• [Written instruction]
Pull out every item below word for word, leaving out the pictures.

________________

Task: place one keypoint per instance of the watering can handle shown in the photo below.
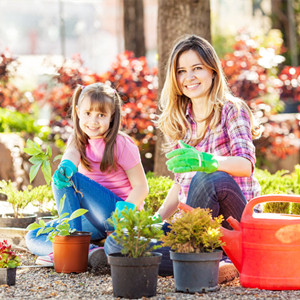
(269, 198)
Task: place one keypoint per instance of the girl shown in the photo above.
(212, 134)
(100, 167)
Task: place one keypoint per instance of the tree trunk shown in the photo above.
(176, 18)
(134, 27)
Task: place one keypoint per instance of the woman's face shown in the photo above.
(92, 122)
(193, 78)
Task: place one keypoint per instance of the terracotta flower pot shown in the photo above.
(8, 276)
(71, 252)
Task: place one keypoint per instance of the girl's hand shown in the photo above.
(63, 174)
(188, 159)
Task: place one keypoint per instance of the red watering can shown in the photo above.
(265, 247)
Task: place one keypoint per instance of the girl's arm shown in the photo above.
(235, 165)
(171, 202)
(139, 184)
(71, 153)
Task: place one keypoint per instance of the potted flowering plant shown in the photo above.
(9, 261)
(194, 239)
(135, 230)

________________

• [Result of this exercise]
Task: place one keypoint per instance of the watering can handle shown in the photo below.
(269, 198)
Task: place one keypoint per instance of the girl shown in the photo above.
(212, 134)
(100, 167)
Task: place one keypoint per instance of the tree trunk shown in the photo above.
(176, 18)
(134, 27)
Task: place one keypoint per instance of the woman's face shown in the photo above.
(92, 122)
(193, 78)
Task: place one keypoint per instance of the terracotta flower pot shown in the photo above.
(8, 276)
(71, 252)
Task: place one keypoint per instance of the girl's hand shown in the photo above.
(63, 174)
(188, 159)
Task: place one keypoint per instance of the red watering can shown in the photo above.
(265, 247)
Task: place one keypoint per instance of the girl's arm shown in the photo above.
(235, 165)
(171, 202)
(139, 184)
(71, 153)
Task: place one keypoint per instance of the potted flowering plant shown in the photo above.
(9, 261)
(194, 239)
(135, 230)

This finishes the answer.